"""
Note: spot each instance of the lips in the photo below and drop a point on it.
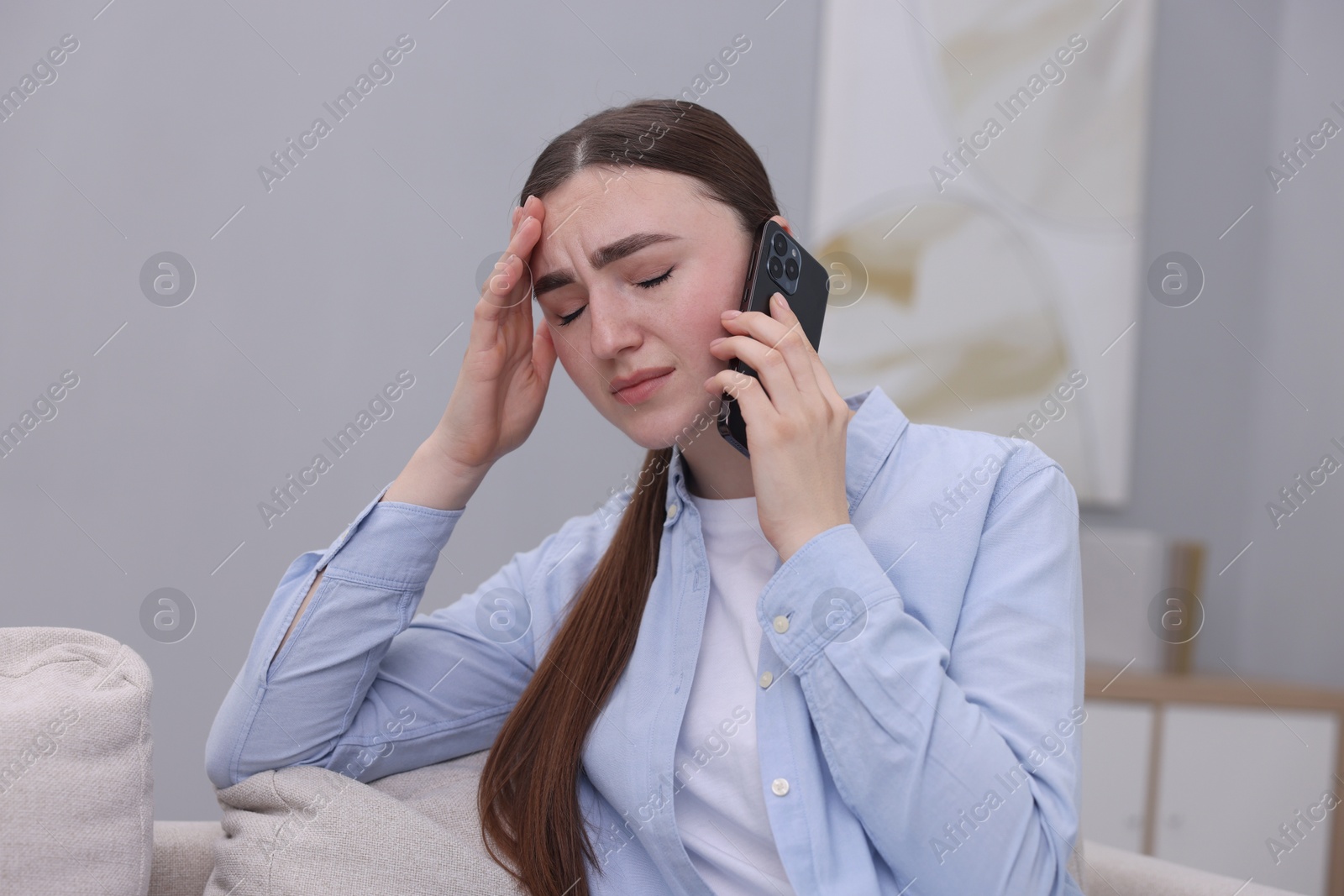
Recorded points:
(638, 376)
"""
"""
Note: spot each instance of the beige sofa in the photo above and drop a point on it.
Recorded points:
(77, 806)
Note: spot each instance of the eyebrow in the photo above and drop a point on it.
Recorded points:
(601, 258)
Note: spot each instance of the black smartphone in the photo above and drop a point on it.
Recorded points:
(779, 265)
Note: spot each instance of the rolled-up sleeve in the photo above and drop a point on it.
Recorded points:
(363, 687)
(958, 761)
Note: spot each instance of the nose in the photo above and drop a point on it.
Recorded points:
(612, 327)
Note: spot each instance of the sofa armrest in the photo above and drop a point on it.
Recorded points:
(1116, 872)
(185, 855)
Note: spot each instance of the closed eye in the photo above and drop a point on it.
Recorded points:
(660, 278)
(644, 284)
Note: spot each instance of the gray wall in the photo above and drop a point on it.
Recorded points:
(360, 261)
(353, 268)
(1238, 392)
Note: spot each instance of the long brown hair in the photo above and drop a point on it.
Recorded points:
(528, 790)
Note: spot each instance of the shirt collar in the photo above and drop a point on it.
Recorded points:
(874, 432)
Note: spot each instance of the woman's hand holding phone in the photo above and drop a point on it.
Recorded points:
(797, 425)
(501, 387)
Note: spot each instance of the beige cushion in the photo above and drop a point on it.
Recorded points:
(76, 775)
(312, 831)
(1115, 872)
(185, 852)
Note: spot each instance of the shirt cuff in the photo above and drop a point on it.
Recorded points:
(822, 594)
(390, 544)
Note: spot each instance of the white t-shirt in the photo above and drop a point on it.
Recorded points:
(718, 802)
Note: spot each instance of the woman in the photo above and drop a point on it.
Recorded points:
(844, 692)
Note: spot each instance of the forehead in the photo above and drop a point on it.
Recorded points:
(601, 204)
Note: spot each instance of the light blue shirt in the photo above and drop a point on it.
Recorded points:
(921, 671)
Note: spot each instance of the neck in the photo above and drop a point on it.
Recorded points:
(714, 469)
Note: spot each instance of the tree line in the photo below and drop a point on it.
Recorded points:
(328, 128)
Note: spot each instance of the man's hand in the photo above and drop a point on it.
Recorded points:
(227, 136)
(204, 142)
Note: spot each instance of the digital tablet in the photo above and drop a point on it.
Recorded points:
"""
WORK INSTRUCTION: Taking the records above as input, show every line in which the word "shirt" is present.

RESPONSE TO THIS TASK:
Note: spot each instance of the shirt collar in the photo above and drop a point on it.
Note: spot each instance of the shirt cuff in the photo above and drop a point on it.
Note: spot each instance of the white t-shirt in the photo above and drop a point on it.
Note: spot each instance of the light blue shirt in the photo above and drop a point on it.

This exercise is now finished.